──────── Provided records ────────

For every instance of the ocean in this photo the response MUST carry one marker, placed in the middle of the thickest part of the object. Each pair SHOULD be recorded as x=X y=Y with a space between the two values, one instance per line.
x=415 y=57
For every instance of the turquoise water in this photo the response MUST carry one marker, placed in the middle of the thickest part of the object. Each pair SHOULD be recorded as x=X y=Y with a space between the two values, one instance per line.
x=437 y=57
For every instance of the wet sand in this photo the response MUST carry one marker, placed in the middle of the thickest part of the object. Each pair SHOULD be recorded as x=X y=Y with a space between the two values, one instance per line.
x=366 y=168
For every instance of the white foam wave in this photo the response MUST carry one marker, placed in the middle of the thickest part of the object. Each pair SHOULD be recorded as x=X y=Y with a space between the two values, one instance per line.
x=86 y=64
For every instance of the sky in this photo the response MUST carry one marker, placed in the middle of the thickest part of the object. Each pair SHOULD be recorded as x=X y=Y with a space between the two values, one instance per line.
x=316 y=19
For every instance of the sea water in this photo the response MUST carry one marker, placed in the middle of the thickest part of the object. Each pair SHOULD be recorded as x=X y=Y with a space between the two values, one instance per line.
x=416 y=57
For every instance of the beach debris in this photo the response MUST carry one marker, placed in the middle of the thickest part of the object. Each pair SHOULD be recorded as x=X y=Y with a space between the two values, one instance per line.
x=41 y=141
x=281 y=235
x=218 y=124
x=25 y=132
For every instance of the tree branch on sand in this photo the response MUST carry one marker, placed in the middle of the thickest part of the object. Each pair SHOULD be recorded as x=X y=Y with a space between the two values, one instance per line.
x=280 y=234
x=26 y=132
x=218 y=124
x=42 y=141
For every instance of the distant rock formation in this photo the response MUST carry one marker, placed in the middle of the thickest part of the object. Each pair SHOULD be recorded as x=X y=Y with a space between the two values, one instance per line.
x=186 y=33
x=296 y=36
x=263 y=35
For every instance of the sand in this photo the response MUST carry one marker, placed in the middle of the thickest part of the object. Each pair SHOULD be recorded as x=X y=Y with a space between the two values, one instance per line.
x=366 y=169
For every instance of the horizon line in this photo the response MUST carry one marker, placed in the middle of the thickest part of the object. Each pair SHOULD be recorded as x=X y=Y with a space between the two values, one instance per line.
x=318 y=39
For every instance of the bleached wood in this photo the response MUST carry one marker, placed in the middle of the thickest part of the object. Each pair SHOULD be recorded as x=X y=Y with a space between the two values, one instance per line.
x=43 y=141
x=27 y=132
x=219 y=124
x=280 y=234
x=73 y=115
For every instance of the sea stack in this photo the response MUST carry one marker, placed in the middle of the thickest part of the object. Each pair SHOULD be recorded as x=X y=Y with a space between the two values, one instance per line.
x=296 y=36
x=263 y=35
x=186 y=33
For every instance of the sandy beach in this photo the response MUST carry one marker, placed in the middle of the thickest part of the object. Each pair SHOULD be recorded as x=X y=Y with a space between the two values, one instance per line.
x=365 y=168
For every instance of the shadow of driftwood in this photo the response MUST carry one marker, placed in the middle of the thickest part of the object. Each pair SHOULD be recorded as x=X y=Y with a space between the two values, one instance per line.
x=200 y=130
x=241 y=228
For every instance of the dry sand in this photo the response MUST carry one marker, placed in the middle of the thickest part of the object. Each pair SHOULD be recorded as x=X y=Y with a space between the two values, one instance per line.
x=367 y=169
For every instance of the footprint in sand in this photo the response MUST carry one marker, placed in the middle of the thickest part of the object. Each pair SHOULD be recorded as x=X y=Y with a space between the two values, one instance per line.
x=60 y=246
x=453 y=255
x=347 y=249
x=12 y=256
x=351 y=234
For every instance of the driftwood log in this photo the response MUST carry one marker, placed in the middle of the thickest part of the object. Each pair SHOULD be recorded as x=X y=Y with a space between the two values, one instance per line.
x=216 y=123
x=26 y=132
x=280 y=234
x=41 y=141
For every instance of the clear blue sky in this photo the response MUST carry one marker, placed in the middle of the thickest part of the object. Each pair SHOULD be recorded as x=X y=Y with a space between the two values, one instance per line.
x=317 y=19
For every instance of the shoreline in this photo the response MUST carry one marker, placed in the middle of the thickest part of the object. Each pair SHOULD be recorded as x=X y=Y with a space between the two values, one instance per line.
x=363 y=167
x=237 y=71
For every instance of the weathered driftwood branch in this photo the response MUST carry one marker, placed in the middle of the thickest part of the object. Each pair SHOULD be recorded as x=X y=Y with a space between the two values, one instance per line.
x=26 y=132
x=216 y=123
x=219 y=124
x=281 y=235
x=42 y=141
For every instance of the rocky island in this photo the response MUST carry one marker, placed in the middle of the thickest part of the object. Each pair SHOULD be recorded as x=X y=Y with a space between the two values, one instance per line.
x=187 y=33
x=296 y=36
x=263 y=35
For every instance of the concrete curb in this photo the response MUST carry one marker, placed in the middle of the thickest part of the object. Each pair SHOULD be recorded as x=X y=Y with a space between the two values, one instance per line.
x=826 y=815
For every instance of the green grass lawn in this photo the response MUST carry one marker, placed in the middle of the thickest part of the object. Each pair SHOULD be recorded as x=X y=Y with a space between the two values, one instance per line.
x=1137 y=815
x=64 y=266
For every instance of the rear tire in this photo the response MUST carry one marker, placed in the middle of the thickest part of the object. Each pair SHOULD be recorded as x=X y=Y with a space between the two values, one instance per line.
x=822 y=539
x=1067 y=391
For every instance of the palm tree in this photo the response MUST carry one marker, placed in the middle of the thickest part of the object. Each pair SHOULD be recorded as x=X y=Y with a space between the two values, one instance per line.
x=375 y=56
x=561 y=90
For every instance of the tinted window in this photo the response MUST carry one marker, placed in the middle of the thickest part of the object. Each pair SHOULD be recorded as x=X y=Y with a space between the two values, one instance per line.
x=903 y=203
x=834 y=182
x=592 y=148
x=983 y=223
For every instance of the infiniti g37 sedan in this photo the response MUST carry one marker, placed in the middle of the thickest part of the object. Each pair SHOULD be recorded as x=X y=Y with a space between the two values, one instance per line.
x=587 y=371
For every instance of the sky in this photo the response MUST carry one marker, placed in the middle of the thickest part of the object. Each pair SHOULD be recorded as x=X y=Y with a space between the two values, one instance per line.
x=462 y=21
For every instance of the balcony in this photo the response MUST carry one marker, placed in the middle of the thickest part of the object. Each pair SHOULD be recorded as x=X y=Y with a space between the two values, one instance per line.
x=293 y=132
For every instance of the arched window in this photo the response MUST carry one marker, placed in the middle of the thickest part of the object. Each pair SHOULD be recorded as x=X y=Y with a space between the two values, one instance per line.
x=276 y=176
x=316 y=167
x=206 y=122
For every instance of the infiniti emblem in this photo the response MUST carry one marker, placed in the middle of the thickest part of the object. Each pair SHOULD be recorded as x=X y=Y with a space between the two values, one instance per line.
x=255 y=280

────────

## Exercise objective
Copy out the lines starting with the one that contains "For every instance of the rocky" and going on through the one that contains "x=826 y=815", substituting "widest" for "thickest". Keep everything else the same.

## Exercise output
For every instance of the rocky island in this photo the response MUST carry one marker, placed in the middle of the widest part of the object. Each pair SHOULD be recorded as x=X y=Y with a space between the two values, one instance per line.
x=187 y=33
x=296 y=36
x=263 y=35
For every instance of the concrete curb in this photo the response MUST carry one marker, placed in the middle of the widest part of the object. Each pair SHOULD be recorded as x=X y=Y with a space between the two values, one instance per line.
x=826 y=815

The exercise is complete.